Auctions are like a box of chocolates - everyone wants the strawberry creams and coffee truffles, no-one wants the slightly melted quince log. But sometimes, it's worth taking a chance.
When the opportunity arose to buy a 1950's wedding dress recently, I was VERY excited! I love vintage clothing and the girly in me loves flouncy princess frocks so this was perfect! We always try to view auction lots before bidding - a couple of photos online will never give you the full picture of the condition of an item, so I made sure to check out the dress very carefully. I'll admit a was a little disappointed. The dress was very grey and dull, with evidence of nicotine staining and the stale smell of years of storage. It had also been altered at some point and a zip added. Not terribly attractive as a potential purchase. However, I kept thinking about it, and on the night of the auction, with no one bidding and the lot about to end, I took a chance and bought the dress . . . for £10.
OK..... so now what?

▸ **EXCERPTED RECORDS**:
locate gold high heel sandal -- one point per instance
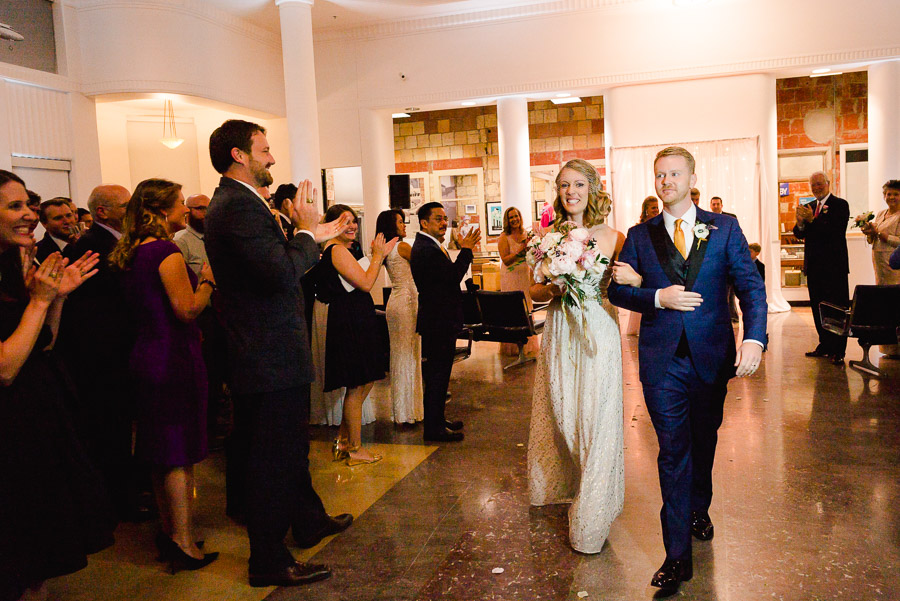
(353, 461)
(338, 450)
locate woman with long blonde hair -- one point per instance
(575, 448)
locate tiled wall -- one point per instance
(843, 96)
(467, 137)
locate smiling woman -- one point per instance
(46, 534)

▸ **LIST OF TASKS**:
A. In the piece about the auctioned 1950s wedding dress, what price was paid for the dress?
B. Continue the piece about the auctioned 1950s wedding dress, picking up immediately after its final sentence.

▸ **RESULTS BY TASK**:
A. £10.

B.
Just how do you clean a vintage wedding dress? Well, there are dry cleaners who specialise in wedding dresses, but at £100+ that was a little out of my budget! Instead I decided to try to clean it myself (I figured if it went horribly wrong I could die the dress black and wear it at Halloween).
A very nice lady at the aforementioned dry cleaners gave me some advice on what not to do - always useful - and a quick search online furnished me with a few ideas. Still, it was with no small amount of trepidation that I armed myself with my supermarket cleaning products and mounted the stairs to the bathroom.....
I know from bitter experience that you should never jump into anything that involves mixing chemicals with delicate or easily damaged things; this applies as much to vintage wedding dresses as to hair. Luckily, the dress's original lace sleeves had been removed but not thrown away, so I had a sample of the fabric and sequins to test my cleaning technique on.
I decided to start with my usual laundry detergent and some Dr. Beckmann Glowhite Ultra. The fabric sample was put in a basin of lukewarm water with a small amount of the Glowhite and a splash of detergent (the Glowhite comes in bags for use in a washing machine so I used a jug to manage the amount of the chemical being added), and left to soak for one hour.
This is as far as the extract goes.